- GIVEN EXERCISE -
Lay out everything from the first line of the rows below down to the line containing "[[961, 159]]" as a Markdown table with the columns Line and Text, giving each line's number and its text and leaving out any blank lines.

- Dataset rows -
******

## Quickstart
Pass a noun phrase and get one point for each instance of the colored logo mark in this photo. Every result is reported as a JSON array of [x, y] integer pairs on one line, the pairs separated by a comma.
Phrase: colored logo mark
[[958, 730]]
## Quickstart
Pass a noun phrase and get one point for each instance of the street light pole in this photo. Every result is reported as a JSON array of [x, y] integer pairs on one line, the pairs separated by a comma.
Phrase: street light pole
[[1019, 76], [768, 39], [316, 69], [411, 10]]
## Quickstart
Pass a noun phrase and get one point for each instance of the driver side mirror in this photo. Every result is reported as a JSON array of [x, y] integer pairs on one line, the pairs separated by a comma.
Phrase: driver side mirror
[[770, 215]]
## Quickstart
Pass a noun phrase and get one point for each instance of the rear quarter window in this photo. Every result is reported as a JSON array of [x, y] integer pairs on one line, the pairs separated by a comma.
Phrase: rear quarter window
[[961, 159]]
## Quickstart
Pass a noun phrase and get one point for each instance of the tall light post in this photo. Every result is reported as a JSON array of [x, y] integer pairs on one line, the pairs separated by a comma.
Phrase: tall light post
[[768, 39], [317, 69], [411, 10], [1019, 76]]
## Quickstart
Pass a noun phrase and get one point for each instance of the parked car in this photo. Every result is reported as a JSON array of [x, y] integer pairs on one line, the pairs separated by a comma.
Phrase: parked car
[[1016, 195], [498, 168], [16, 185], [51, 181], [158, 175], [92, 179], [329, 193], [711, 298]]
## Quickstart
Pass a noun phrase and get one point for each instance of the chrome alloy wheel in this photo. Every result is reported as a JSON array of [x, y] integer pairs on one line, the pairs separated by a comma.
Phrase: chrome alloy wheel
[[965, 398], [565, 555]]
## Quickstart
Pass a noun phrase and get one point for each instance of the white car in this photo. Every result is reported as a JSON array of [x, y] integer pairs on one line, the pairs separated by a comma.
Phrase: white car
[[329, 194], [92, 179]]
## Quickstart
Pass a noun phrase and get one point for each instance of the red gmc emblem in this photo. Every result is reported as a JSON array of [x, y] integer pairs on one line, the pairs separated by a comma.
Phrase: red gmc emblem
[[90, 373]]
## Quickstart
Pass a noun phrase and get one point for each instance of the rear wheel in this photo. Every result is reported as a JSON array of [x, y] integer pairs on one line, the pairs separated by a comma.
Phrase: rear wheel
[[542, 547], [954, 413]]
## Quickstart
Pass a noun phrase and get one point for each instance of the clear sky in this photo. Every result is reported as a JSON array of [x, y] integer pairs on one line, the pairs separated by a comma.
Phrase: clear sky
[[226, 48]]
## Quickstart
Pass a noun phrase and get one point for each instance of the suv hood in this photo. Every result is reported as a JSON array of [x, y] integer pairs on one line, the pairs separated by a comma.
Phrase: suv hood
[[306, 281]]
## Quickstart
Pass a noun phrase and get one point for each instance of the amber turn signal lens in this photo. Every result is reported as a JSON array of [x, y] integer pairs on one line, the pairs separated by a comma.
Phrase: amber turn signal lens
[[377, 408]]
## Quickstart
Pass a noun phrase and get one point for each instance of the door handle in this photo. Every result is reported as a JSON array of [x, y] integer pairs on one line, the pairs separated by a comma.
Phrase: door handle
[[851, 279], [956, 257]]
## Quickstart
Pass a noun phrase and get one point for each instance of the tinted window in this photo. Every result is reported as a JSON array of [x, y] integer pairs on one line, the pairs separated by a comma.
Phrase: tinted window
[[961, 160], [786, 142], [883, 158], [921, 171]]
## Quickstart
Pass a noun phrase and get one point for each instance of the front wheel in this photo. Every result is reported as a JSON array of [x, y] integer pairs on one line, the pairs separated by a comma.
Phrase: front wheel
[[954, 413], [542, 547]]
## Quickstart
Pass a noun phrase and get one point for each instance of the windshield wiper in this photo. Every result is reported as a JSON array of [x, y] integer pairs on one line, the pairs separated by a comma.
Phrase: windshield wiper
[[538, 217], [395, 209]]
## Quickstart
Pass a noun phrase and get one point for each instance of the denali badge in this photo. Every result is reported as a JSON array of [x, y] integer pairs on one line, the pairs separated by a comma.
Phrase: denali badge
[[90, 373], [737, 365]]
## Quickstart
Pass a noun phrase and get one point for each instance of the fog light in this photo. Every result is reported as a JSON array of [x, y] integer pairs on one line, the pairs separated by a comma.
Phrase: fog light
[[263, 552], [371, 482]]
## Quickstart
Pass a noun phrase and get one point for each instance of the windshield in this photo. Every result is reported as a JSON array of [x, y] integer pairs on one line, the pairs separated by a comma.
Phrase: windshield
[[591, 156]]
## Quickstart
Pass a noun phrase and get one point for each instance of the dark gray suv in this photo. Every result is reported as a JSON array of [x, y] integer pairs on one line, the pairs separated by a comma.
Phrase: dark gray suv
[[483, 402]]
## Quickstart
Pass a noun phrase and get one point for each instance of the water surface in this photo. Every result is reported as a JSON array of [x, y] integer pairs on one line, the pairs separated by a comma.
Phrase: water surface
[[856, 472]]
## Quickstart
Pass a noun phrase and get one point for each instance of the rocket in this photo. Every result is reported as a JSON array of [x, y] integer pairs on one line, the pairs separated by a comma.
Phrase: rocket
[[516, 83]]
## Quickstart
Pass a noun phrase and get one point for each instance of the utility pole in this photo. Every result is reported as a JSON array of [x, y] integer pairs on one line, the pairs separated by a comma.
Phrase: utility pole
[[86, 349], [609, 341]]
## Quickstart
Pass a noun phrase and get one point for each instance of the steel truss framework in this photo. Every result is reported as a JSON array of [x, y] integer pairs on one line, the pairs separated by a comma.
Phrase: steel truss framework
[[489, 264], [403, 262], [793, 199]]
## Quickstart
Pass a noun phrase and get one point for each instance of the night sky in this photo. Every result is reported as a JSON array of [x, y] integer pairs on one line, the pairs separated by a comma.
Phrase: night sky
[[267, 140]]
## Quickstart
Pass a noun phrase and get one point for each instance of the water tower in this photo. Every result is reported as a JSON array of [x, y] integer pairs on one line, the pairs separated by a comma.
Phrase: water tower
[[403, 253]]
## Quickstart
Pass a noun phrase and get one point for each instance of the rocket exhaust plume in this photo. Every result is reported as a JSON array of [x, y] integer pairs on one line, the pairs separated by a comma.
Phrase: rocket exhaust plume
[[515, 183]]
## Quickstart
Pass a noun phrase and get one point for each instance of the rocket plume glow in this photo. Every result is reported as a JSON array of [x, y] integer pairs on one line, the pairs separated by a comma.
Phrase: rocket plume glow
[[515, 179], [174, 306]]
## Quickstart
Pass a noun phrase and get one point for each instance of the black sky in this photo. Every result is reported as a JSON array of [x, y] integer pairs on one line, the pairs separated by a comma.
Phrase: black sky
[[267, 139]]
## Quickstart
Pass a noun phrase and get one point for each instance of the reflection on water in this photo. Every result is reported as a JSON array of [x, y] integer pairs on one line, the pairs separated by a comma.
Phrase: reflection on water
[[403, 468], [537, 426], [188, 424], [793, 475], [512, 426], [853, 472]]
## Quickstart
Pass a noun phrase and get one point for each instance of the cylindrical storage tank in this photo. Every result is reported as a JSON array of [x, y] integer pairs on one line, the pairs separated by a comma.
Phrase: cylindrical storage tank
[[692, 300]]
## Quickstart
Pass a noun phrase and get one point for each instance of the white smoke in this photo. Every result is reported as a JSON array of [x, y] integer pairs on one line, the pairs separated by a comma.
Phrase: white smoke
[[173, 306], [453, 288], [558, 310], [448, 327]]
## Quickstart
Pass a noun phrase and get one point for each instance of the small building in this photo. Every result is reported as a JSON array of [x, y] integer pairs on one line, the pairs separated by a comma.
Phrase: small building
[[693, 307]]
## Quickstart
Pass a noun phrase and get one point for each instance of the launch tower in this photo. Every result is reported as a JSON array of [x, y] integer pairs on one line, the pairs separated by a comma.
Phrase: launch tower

******

- ANSWER BELOW -
| Line | Text |
|---|---|
| 1 | ## Quickstart |
| 2 | Pass a noun phrase and get one point for each instance of the colored logo mark in this photo. Every result is reported as a JSON array of [x, y] integer pairs on one line, the pairs separated by a comma. |
| 3 | Phrase: colored logo mark |
| 4 | [[958, 730]] |
| 5 | ## Quickstart |
| 6 | Pass a noun phrase and get one point for each instance of the street light pole in this photo. Every result is reported as a JSON array of [x, y] integer pairs on one line, the pairs separated by a comma. |
| 7 | Phrase: street light pole |
| 8 | [[1019, 76], [768, 39], [316, 69], [411, 10]] |
| 9 | ## Quickstart |
| 10 | Pass a noun phrase and get one point for each instance of the driver side mirror in this photo. Every result is reported as a JSON array of [x, y] integer pairs on one line, the pairs separated by a comma. |
| 11 | Phrase: driver side mirror |
| 12 | [[770, 215]] |
| 13 | ## Quickstart |
| 14 | Pass a noun phrase and get one point for each instance of the rear quarter window in this photo. Every result is reported as a JSON array of [x, y] integer pairs on one line, the pairs separated by a comma. |
| 15 | Phrase: rear quarter window |
| 16 | [[961, 159]] |